Please replace "tomato slice" with "tomato wedge" in the lines starting at the one containing "In the picture below, where" and ending at the one containing "In the picture above, where can the green spinach", and give only those lines back with nothing else changed. Leave the pictures out of your answer.

Dataset records —

— begin —

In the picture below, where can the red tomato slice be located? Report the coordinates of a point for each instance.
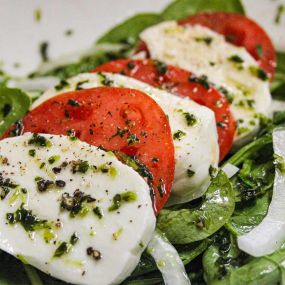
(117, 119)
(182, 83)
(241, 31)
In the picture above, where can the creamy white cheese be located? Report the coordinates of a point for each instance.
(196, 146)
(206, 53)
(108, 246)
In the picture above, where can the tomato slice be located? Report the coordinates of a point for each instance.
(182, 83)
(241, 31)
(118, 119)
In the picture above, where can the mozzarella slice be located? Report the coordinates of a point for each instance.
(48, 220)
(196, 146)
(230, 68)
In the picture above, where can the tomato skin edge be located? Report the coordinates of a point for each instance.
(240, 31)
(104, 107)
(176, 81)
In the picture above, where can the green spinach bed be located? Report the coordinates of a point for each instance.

— end —
— begin —

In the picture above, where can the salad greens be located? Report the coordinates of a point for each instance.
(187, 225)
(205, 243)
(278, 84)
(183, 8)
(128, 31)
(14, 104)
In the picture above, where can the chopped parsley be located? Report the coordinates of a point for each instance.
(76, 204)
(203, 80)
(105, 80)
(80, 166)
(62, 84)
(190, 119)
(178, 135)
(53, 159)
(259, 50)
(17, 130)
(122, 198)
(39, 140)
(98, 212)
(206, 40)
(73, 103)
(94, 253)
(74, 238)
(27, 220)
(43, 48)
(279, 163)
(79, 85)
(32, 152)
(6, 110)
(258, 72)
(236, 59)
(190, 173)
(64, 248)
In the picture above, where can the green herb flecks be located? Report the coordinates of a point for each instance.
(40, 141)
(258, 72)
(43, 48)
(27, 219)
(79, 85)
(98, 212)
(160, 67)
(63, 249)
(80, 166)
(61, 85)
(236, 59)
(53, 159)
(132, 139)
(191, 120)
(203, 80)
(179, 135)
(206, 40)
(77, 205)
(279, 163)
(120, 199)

— end —

Exercise response —
In the picture below, where can the red tomato wedge be located? Report the coordinates of a point for each instance.
(117, 119)
(182, 83)
(241, 31)
In the picture above, where can the creamy white cheese be located? Report the coordinates of a point for each instance.
(196, 146)
(206, 53)
(108, 246)
In the picture above, where can the tomato wedge be located? Report the coordinates of a point for each instance.
(182, 83)
(241, 31)
(118, 119)
In the picture above, where can the mozzarella slice be located? Report the coordinates of a point for each instance.
(48, 220)
(196, 146)
(230, 68)
In the picture above, where can the tomato skin edge be located? Report the coordinates of a point for each instance.
(240, 31)
(104, 107)
(176, 81)
In the picture above, where can the green spinach bed be located? Report the coordinates of a point for each instance.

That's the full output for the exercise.